Task:
How many lines in the rows below contain the string "white"? Case matters, so reply with only that number.

Provided records:
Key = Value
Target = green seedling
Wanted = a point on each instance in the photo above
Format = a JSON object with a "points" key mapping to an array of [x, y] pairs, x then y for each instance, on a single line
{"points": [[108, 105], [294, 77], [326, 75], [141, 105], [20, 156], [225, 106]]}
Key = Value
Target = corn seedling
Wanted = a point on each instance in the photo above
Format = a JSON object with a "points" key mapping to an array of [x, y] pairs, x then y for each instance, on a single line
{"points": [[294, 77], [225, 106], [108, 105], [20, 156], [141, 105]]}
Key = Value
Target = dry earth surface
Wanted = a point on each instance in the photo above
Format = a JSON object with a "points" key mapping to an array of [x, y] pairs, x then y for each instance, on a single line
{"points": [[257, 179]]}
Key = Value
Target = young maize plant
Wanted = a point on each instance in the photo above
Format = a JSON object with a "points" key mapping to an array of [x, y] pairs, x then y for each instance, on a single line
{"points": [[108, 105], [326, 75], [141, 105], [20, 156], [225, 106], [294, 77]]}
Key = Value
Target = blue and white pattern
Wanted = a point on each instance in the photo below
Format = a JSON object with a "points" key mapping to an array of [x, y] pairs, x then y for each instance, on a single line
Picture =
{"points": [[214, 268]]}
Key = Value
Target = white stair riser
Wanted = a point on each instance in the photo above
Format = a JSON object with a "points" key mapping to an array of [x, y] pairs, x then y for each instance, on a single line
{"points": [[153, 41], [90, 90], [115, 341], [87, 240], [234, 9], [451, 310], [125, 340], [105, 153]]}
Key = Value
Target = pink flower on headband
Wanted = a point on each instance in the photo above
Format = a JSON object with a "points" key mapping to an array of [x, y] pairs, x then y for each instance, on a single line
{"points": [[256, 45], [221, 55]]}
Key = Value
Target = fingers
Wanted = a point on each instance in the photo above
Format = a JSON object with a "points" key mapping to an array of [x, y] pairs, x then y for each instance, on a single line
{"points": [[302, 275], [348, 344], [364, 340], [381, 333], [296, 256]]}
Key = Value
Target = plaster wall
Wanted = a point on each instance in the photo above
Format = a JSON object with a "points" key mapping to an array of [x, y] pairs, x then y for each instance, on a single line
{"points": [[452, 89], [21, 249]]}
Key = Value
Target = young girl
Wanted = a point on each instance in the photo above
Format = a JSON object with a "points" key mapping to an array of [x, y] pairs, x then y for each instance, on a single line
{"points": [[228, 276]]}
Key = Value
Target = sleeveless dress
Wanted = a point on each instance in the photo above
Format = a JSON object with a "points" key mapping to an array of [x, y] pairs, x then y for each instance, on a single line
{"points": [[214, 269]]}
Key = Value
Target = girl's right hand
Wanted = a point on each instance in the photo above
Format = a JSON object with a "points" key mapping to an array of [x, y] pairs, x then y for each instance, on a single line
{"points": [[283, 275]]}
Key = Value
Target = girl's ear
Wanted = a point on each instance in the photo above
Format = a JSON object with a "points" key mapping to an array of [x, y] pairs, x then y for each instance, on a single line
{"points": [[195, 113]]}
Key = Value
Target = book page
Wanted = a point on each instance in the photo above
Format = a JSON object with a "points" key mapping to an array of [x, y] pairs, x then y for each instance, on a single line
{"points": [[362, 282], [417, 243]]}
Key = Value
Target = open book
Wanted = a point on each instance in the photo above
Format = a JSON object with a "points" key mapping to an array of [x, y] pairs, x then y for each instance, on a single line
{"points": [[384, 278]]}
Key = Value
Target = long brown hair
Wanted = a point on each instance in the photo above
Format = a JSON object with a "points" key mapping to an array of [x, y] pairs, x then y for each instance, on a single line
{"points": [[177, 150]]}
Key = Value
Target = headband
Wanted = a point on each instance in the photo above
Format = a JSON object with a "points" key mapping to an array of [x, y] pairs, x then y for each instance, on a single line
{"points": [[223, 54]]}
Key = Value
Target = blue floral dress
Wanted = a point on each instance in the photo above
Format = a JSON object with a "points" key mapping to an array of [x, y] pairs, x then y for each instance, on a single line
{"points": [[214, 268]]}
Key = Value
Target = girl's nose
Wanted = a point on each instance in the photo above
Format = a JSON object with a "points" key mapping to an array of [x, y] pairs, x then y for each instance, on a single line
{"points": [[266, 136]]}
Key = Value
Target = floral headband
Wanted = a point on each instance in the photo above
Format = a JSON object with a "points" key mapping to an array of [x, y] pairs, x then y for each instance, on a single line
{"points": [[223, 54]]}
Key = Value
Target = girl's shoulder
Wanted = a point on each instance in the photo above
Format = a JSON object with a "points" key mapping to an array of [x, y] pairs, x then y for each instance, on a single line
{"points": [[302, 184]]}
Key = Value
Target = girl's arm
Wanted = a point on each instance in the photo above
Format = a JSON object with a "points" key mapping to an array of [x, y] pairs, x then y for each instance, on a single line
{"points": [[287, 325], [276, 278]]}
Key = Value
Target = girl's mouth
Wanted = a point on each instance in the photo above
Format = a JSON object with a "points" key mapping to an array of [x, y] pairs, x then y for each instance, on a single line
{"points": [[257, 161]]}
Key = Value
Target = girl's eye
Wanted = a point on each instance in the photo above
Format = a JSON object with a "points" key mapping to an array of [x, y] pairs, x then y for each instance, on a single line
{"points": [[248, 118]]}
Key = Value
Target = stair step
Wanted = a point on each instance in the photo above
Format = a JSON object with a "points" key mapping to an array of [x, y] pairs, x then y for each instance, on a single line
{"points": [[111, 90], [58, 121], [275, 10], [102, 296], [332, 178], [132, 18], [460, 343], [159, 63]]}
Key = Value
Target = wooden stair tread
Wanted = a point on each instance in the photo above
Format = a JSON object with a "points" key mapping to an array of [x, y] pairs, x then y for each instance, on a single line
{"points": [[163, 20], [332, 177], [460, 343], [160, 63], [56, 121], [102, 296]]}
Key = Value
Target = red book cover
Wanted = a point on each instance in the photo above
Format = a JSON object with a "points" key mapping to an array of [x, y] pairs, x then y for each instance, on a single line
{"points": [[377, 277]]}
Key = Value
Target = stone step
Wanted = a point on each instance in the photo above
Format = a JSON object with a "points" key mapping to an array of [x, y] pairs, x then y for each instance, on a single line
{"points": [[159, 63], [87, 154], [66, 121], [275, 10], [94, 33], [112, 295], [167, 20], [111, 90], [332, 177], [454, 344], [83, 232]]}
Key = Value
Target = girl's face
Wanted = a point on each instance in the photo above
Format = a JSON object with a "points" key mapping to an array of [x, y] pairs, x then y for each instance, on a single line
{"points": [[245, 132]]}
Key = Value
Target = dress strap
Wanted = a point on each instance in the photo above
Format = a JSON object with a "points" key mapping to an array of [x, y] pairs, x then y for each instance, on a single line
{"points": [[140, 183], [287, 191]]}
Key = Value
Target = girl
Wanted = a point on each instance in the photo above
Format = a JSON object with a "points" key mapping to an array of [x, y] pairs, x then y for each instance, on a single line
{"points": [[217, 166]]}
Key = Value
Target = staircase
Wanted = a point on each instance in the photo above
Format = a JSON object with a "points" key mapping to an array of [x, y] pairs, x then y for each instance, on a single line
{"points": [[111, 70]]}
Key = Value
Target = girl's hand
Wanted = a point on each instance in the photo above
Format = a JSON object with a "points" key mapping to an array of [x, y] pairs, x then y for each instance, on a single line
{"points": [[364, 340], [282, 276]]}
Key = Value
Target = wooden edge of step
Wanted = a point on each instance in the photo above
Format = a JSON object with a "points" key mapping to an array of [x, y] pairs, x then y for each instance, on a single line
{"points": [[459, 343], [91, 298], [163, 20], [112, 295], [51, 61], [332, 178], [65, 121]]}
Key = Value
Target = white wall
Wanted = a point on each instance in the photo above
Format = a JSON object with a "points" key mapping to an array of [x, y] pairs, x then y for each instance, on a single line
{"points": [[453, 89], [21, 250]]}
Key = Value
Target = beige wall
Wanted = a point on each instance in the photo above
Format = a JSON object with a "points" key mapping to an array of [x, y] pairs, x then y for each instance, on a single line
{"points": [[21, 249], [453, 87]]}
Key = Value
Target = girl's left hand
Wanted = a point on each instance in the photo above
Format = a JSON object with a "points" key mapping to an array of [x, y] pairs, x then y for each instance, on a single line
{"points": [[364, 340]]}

Output for this exercise:
3